Collected data:

⁂

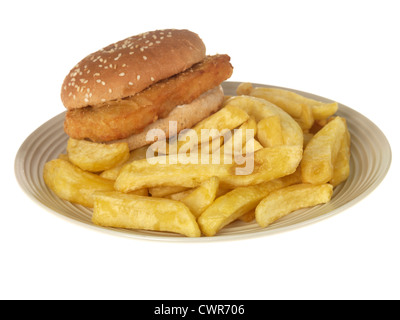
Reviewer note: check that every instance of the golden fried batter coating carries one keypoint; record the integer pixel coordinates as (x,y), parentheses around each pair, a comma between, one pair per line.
(120,119)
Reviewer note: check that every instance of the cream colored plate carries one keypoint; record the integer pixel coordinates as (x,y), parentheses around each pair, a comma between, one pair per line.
(370,161)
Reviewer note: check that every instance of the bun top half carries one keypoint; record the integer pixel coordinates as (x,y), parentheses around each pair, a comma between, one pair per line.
(129,66)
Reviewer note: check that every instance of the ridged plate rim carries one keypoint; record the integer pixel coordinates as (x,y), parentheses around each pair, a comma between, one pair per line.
(369,144)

⁂

The lines from the one containing "Reviewer note: check that every instance of the bun" through the last line of the records are the answer; set them down exactly and add nothing.

▸ EXERCISE SOLUTION:
Reviewer note: check that every instance of the bun top half carries one keypoint; record the integer pixel coordinates as (x,y), parentheses around each pair, a comma between, one pair per line.
(129,66)
Reviewer note: check that every instance of the ridged plate rim carries one keypoint; record the integer pixel coordinates as (x,y), parentheses around each pair, a comma between, one pair per line.
(369,144)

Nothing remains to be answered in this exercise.